→ **Stated problem**: Turn the items below into a numbered list with one line per entry, and leave out any blank lines.

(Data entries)
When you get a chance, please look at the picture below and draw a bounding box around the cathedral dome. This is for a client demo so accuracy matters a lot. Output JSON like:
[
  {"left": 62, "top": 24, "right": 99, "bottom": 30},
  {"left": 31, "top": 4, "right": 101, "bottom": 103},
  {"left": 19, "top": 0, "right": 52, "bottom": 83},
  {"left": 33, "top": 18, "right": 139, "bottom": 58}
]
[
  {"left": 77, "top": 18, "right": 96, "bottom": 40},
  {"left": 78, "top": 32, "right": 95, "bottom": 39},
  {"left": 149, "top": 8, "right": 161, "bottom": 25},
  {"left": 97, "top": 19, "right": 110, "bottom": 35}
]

→ **Reply**:
1. When you get a chance, please look at the picture below and draw a bounding box around the cathedral dome. This is for a client demo so accuracy matters a lot. Output JSON like:
2. [
3.   {"left": 62, "top": 24, "right": 99, "bottom": 30},
4.   {"left": 31, "top": 4, "right": 101, "bottom": 103},
5.   {"left": 19, "top": 0, "right": 52, "bottom": 83},
6.   {"left": 33, "top": 18, "right": 139, "bottom": 58}
7. ]
8. [
9.   {"left": 77, "top": 18, "right": 96, "bottom": 40},
10.   {"left": 78, "top": 32, "right": 95, "bottom": 39},
11.   {"left": 149, "top": 8, "right": 161, "bottom": 25},
12.   {"left": 97, "top": 19, "right": 110, "bottom": 35}
13. ]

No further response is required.